*** Page text Section Begins ***
Newly released files show Epstein’s repeated attempts to engage with Putin and Kremlin-linked figures. Photo / Getty Images
Newly released files show Epstein’s repeated attempts to engage with Putin and Kremlin-linked figures. Photo / Getty Images
The trips to Moscow. The glowing references to Putin. The Russian women. The allies connected to the Kremlin. The use of secret cameras. The demands for information.
Among all the squalor of the Epstein files, the disgraced financier’s fascination with Russia and so-called “kompromat” is impossible to ignore. And ithas prompted some – from the Polish Prime Minister, Donald Tusk, to British politicians and broadcasters – to ask extraordinary questions about whether he was a Kremlin asset.
As Andrew Marr put it on his LBC radio show, the thought seems “sensational, conspiratorial, a James Bond villain plot in real life”, and yet, he added, “there is so much smoke billowing out”.
Some of those familiar with Russian espionage are certain that Epstein had links to that world. “My sources in America tell me that ... Epstein was recruited as early as the 1970s by Russian organised crime figures in New York, and his information and operational techniques were being used from that point onwards,” Christopher Steele, the former head of MI6’s Russia desk, said.
So, what do we know, exactly? And how far-fetched is it really to think Epstein may have been a Russian agent?
One thing is clear from the latest tranche of Epstein files released by the US Department of Justice (DOJ) – the convicted paedophile was riveted by Russia and, in particular, its leader, Vladimir Putin.
Emails show that Epstein travelled to the country several times in the 2000s when Putin first took power, and the Russian leader’s name appears more than 1000 times in the files. They reveal Epstein made multiple attempts in the 2010s to arrange a meeting with him. At the same time, he was still ensnaring the world’s elite, including the likes of Peter Mandelson and Andrew Mountbatten-Windsor, in his sprawling web of money and influence.
It appears he may have achieved his goal once, in September 2011, when the financier received an email from an unidentified associate referring to an “appointment with Putin” during a forthcoming trip to Russia.
The nearest Epstein seems to have come to any other meeting was in May 2013. That month, Epstein sent himself a reminder to “prepare putin paper”.
At around the same time, he wrote to Ehud Barak, the former Israeli prime minister, claiming that the Norwegian politician, Thorbjorn Jagland, “is going to see putin in sochi”, and “asked that I make myself availble [sic] to meet with him sometime in june”.
Jagland wrote to Epstein a few days later, saying he planned to pass a message to Putin on the financier’s behalf. “I have a friend that can help you to take the necessary measures (and then present you) and ask [whether] it is interesting for him to meet with you,” he says.
*** Page text Section Ends ***
* [Your assignment]
For each statement, say yes or no according to the article on Epstein and Russia, and quote the words from it that decide the answer.
1. Putin's name appears more than 1000 times in the files.
2. Christopher Steele is described as the former head of MI6's China desk.
3. The September 2011 email about an appointment with Putin came from Ehud Barak.
The items that come next have no connection to the article on Epstein and Russia.
*** Given entries Section Begins ***
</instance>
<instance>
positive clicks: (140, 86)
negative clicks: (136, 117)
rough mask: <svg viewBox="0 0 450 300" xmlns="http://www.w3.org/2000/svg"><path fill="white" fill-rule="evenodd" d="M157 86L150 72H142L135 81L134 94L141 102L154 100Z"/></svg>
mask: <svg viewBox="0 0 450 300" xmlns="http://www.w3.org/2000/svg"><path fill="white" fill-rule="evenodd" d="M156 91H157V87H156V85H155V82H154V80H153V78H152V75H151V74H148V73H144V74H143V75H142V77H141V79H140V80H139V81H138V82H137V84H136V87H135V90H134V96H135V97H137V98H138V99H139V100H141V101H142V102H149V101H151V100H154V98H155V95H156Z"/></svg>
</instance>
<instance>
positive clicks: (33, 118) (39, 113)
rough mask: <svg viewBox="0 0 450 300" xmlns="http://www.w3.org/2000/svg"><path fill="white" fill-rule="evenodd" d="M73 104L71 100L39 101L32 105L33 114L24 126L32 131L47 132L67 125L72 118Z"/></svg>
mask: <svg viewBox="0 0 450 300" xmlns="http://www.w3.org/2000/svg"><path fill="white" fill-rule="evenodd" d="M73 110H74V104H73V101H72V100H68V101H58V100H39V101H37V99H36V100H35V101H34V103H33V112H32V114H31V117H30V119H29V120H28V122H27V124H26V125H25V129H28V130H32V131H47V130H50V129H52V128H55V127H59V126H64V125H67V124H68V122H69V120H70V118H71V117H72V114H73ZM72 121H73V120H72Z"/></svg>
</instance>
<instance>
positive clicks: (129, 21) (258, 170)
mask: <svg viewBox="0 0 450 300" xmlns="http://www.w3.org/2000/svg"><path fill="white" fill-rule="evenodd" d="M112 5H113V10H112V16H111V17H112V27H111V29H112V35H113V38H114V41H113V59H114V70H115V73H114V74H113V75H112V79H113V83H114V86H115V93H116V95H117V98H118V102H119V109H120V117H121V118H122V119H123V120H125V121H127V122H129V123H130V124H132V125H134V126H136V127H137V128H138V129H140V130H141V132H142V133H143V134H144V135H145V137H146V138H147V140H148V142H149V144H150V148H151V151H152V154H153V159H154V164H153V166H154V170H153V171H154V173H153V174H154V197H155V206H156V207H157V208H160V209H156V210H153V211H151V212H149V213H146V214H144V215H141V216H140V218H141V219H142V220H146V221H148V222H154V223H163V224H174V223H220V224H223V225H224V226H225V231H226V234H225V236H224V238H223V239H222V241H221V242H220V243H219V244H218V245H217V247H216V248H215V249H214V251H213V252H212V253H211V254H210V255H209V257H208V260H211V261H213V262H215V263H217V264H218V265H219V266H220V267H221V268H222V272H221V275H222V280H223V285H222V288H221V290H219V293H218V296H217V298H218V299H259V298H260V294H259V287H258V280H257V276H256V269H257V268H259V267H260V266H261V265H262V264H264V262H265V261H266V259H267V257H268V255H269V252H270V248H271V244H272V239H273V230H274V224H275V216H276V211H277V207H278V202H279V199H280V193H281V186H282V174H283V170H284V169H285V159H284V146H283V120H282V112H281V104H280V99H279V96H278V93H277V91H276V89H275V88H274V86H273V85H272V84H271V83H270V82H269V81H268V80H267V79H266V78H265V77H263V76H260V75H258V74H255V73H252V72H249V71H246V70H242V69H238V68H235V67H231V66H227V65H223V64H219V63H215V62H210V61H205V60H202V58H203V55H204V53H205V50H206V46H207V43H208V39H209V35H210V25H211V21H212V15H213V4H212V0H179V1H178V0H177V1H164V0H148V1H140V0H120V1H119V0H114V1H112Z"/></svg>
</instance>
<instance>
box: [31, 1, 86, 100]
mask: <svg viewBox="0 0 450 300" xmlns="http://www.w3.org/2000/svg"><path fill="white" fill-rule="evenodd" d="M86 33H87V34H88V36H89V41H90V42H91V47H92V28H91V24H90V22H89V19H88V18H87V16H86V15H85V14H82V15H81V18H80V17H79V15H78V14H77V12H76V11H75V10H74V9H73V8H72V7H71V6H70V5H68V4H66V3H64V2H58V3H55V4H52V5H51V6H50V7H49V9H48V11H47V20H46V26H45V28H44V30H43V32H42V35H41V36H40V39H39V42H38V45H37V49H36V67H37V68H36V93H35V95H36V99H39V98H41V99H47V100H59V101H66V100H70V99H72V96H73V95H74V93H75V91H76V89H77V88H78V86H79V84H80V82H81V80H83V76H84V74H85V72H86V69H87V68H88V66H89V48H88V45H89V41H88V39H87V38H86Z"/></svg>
*** Given entries Section Ends ***
* [Response to this task]
1. Yes: "the Russian leader’s name appears more than 1000 times in the files"
2. No: "the former head of MI6’s Russia desk"
3. No: "received an email from an unidentified associate"